▶ [Texte de lecture]
......

Paris, le 10 novembre 2005

Note d’orientation

Chargé de valider les « procédures, références et recommandations de bonnes pratiques professionnelles » au regard desquelles seront conduites les évaluations, le Conseil national de l’évaluation sociale et médico-sociale a souhaité approfondir la réflexion sur les principaux concepts.

Avant de produire une définition des « procédures, références et recommandations » et un guide de l’évaluation interne, le Conseil soumet à la réflexion le présent document d’orientation qui a été adopté à l’unanimité par le Conseil lors de sa réunion du 21 octobre 2005 et qui exprime l’état de ses travaux sur la notion d’évaluation et sur l’articulation entre évaluation interne et évaluation externe.

......

▶ [Extraits de données]
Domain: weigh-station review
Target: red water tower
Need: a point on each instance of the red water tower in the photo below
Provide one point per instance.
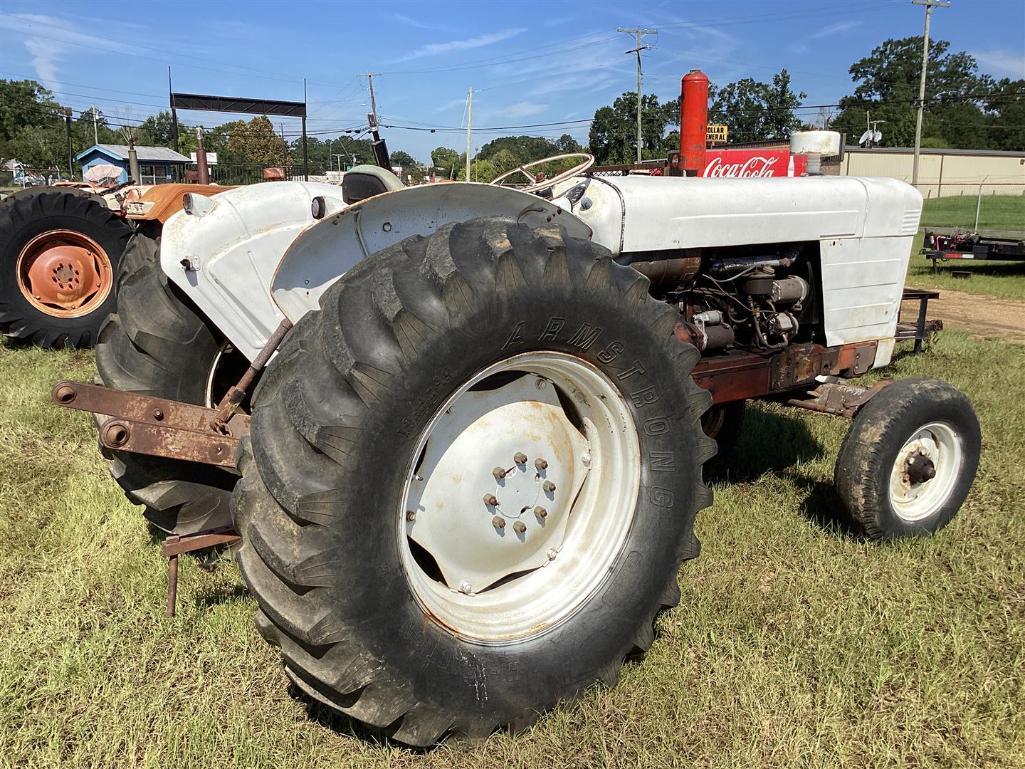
(693, 122)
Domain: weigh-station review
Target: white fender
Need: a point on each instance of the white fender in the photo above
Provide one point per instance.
(223, 256)
(324, 252)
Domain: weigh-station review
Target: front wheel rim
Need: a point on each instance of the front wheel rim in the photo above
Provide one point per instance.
(926, 471)
(520, 496)
(65, 274)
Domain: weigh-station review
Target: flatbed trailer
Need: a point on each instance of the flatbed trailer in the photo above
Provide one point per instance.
(941, 244)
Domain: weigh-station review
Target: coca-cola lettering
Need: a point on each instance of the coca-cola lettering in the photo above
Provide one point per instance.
(755, 166)
(754, 163)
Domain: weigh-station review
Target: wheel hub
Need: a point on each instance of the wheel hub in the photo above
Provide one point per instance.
(64, 273)
(925, 472)
(521, 494)
(469, 484)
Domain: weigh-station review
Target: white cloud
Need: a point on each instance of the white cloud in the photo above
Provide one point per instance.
(416, 24)
(1002, 63)
(835, 29)
(434, 49)
(49, 40)
(522, 110)
(451, 105)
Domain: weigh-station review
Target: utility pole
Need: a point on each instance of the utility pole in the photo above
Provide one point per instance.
(930, 4)
(71, 156)
(639, 34)
(380, 148)
(469, 126)
(871, 128)
(202, 170)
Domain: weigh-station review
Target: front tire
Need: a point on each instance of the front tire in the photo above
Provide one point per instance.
(909, 458)
(59, 253)
(158, 345)
(355, 432)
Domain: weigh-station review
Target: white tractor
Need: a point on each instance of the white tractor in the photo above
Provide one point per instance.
(460, 429)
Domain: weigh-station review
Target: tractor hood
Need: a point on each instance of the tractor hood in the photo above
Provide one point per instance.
(658, 213)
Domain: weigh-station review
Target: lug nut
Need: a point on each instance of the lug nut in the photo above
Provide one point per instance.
(67, 394)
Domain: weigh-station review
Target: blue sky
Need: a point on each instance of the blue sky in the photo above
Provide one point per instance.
(527, 62)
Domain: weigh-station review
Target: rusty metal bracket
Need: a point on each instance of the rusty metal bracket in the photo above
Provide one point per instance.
(232, 401)
(145, 425)
(837, 398)
(173, 547)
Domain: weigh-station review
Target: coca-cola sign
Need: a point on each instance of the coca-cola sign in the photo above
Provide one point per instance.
(753, 163)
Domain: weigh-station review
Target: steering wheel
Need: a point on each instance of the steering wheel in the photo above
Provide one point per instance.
(537, 186)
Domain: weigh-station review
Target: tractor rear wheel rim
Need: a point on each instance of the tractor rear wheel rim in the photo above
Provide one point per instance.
(64, 274)
(520, 497)
(913, 495)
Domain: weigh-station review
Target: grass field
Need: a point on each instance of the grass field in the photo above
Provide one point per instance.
(795, 643)
(1003, 279)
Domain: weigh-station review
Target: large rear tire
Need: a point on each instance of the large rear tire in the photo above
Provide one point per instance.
(485, 361)
(158, 345)
(59, 252)
(909, 458)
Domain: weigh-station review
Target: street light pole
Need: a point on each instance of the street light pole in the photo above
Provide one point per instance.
(930, 4)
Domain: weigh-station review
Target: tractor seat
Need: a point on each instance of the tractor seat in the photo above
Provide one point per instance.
(364, 181)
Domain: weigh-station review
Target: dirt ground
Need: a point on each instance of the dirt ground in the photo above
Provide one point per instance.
(987, 317)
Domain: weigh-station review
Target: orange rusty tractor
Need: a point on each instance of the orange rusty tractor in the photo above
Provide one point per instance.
(62, 249)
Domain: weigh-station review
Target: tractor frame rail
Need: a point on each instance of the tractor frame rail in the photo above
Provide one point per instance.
(145, 425)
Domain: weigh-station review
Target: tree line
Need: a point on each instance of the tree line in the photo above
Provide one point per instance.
(964, 109)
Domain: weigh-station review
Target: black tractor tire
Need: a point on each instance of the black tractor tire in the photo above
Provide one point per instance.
(724, 423)
(336, 419)
(874, 443)
(28, 214)
(157, 343)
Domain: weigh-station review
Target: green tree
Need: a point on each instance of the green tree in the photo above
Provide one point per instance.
(755, 111)
(503, 161)
(887, 85)
(567, 144)
(256, 142)
(24, 104)
(524, 148)
(613, 130)
(445, 161)
(480, 170)
(1006, 115)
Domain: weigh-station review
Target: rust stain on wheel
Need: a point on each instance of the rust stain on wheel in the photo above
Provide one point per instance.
(65, 274)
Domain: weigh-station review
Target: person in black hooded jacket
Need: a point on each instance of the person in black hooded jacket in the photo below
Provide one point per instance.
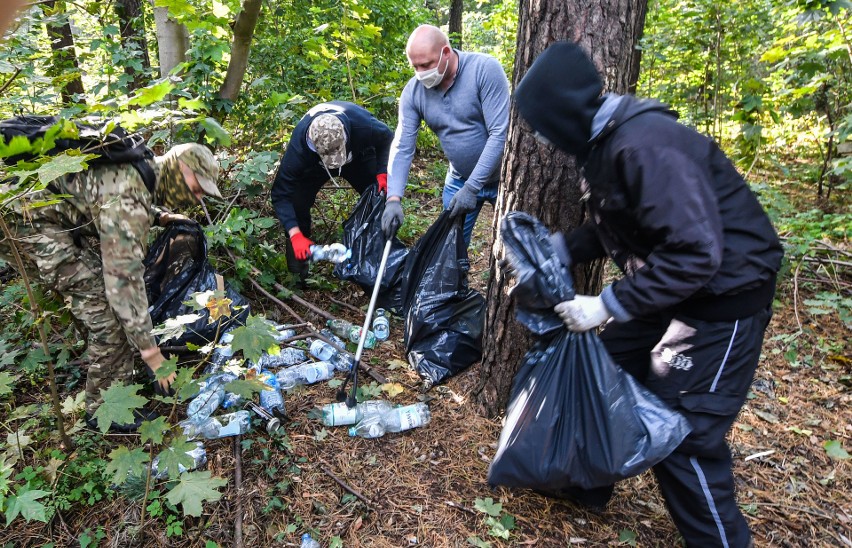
(699, 257)
(334, 138)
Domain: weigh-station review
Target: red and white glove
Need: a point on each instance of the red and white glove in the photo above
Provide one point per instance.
(301, 246)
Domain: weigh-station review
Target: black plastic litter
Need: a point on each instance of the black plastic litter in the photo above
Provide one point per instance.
(362, 233)
(574, 419)
(443, 316)
(176, 267)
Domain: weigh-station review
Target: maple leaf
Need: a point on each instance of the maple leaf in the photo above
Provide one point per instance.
(174, 456)
(124, 461)
(119, 403)
(193, 489)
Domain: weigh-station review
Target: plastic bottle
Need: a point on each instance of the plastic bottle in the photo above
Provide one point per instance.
(205, 403)
(232, 424)
(288, 356)
(199, 459)
(339, 414)
(309, 542)
(333, 253)
(397, 419)
(381, 325)
(306, 373)
(272, 399)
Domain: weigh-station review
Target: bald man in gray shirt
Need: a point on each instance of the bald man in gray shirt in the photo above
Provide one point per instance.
(464, 99)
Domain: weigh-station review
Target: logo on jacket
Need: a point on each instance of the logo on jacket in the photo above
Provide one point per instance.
(675, 360)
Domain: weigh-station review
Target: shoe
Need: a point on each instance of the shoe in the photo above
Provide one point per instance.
(139, 416)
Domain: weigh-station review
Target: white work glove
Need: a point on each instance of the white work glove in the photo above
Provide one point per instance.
(582, 313)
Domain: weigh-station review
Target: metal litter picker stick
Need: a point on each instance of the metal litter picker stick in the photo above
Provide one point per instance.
(350, 401)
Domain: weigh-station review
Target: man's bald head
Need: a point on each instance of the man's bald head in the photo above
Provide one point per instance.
(426, 38)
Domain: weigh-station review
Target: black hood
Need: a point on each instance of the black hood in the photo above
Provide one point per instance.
(559, 96)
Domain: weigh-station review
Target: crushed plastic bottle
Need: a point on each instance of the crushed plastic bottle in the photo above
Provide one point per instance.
(397, 419)
(199, 459)
(271, 398)
(334, 253)
(309, 542)
(205, 403)
(381, 325)
(339, 414)
(306, 373)
(232, 424)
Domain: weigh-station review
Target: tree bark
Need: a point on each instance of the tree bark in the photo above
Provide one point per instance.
(243, 31)
(132, 27)
(172, 40)
(455, 25)
(64, 70)
(544, 181)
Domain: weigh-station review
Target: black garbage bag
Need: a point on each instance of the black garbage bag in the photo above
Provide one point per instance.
(362, 233)
(176, 267)
(443, 316)
(574, 419)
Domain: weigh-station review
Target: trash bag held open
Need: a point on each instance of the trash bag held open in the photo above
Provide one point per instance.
(443, 316)
(574, 419)
(362, 234)
(176, 267)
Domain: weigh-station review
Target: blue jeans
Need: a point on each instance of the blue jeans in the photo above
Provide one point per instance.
(488, 193)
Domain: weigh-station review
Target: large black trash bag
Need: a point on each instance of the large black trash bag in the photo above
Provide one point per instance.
(362, 233)
(176, 267)
(574, 419)
(443, 316)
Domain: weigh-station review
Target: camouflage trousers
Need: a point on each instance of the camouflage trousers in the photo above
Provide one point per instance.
(52, 259)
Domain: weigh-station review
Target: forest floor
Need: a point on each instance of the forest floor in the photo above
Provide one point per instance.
(427, 487)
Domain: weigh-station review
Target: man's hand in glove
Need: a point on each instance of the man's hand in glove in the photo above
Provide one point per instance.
(463, 202)
(154, 359)
(582, 313)
(392, 218)
(382, 180)
(301, 246)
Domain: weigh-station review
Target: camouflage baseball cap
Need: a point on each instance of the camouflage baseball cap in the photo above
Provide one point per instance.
(329, 138)
(201, 161)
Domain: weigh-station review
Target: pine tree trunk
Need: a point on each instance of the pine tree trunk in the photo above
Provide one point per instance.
(132, 26)
(64, 69)
(455, 25)
(541, 180)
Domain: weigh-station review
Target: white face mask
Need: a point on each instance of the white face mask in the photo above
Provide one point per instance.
(431, 78)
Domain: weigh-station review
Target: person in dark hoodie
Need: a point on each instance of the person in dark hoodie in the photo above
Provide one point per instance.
(333, 139)
(699, 257)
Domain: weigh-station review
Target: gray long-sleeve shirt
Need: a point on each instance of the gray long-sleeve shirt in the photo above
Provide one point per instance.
(470, 119)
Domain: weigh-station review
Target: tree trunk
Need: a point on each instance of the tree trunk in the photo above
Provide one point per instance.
(243, 31)
(172, 40)
(132, 27)
(64, 69)
(455, 26)
(541, 180)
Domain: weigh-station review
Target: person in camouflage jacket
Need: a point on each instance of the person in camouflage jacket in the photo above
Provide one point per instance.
(89, 247)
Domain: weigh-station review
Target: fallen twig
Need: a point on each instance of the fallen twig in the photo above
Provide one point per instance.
(346, 486)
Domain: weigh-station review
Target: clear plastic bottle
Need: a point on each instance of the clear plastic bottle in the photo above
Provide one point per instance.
(339, 414)
(397, 419)
(306, 373)
(232, 424)
(381, 325)
(199, 459)
(272, 399)
(309, 542)
(334, 253)
(205, 403)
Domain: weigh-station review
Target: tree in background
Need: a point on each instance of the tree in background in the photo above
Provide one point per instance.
(541, 180)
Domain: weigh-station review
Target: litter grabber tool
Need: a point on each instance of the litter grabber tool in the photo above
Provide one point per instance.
(353, 373)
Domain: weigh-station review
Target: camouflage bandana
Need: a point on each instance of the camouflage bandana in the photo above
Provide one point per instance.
(327, 134)
(172, 190)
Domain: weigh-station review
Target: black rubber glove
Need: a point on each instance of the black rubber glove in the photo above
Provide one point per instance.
(392, 218)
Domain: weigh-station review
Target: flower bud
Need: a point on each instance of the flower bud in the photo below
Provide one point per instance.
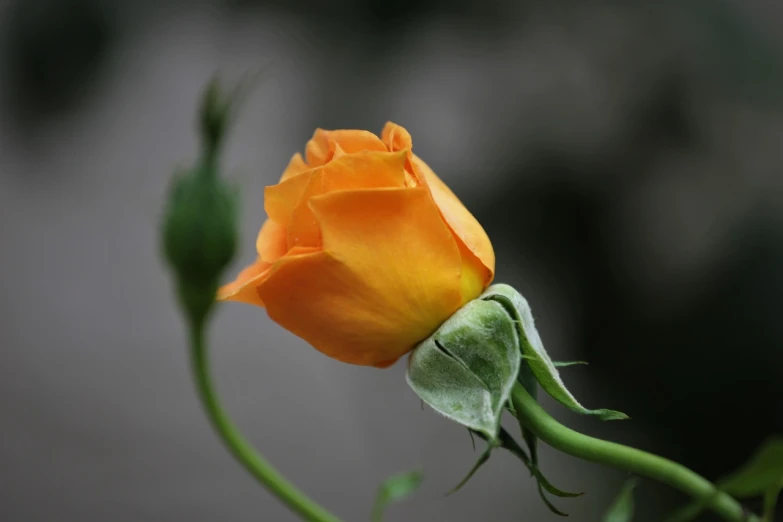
(199, 236)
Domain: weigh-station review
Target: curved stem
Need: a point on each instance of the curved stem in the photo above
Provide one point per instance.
(533, 416)
(262, 470)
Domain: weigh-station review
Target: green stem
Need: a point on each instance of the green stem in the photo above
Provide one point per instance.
(262, 470)
(644, 464)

......

▶ [Consigne] Recopiez à l'identique le passage de la note d'orientation allant de « Avant de produire » jusqu'à « et évaluation externe. » inclus. Il n'est pas nécessaire de consulter les lignes.

▶ [Résultat attendu]
Avant de produire une définition des « procédures, références et recommandations » et un guide de l’évaluation interne, le Conseil soumet à la réflexion le présent document d’orientation qui a été adopté à l’unanimité par le Conseil lors de sa réunion du 21 octobre 2005 et qui exprime l’état de ses travaux sur la notion d’évaluation et sur l’articulation entre évaluation interne et évaluation externe.